— BEGIN Task material —

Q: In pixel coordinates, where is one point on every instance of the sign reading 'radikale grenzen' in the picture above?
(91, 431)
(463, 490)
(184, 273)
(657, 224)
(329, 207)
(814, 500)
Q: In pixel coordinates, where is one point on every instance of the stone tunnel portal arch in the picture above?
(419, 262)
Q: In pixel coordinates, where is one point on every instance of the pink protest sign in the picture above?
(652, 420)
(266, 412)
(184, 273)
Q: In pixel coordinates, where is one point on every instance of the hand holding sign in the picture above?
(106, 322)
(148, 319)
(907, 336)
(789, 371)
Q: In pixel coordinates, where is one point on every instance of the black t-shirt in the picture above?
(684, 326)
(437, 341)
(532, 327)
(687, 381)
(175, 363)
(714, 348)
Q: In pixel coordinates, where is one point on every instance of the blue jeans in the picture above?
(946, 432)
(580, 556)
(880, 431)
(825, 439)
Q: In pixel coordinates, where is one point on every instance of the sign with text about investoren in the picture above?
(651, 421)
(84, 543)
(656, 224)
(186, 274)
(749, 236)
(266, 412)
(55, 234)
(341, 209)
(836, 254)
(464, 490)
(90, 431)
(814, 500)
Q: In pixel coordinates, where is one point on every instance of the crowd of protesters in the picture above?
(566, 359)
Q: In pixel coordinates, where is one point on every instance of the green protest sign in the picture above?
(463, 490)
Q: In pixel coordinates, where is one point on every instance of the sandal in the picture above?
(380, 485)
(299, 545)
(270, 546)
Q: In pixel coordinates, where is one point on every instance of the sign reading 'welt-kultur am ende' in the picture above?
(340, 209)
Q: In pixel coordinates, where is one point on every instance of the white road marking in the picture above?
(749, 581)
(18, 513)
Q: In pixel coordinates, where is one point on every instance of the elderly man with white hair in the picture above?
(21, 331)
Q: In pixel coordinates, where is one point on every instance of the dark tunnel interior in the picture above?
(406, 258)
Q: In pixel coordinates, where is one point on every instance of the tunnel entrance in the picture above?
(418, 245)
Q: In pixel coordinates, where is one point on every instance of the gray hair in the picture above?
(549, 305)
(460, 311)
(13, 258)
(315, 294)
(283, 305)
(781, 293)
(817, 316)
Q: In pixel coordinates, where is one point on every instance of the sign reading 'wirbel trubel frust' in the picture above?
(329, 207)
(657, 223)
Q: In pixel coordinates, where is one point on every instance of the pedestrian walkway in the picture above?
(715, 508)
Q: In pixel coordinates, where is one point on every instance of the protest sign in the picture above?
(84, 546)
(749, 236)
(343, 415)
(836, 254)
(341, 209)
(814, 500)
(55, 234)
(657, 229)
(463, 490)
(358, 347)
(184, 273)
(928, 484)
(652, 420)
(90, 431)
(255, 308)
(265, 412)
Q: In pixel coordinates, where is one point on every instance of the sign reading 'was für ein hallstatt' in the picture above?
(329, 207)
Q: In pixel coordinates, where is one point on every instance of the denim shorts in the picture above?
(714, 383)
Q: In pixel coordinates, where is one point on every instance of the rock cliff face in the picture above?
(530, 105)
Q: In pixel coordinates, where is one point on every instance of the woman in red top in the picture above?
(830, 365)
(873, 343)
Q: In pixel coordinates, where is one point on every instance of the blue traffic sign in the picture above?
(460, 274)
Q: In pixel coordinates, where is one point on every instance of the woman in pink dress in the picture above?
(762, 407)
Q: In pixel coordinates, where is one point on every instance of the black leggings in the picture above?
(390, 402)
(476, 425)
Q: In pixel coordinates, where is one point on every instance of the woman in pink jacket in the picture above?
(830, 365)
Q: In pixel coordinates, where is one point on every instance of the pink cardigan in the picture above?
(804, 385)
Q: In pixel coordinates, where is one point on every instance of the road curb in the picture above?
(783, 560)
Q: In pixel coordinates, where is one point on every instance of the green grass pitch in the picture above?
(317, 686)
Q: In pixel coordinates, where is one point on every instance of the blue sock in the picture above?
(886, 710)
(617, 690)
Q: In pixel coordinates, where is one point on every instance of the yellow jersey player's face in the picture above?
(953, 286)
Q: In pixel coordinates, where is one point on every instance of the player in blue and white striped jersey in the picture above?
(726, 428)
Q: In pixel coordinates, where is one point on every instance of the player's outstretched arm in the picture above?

— END Task material —

Given problem – Copy out, word for word, the lines starting with the one containing "curb in the picture above?" and running through the final line of the entries above.

The response –
Q: In pixel coordinates, where is one point on every instance of the road curb in the picture above?
(783, 560)
Q: In pixel coordinates, where is one point on every instance of the green grass pitch in the picture above?
(317, 686)
Q: In pixel coordinates, where is one point on every instance of the blue sock in the picture above?
(886, 710)
(617, 690)
Q: In pixel coordinates, where is one point on every instance of the yellow jersey player's face in the picture above?
(953, 286)
Q: In pixel coordinates, where is one point on every instance of the player in blue and white striped jersey in the picture above?
(726, 428)
Q: In pixel coordinates, where is one point on every instance of the player's outstretched arm in the picture above?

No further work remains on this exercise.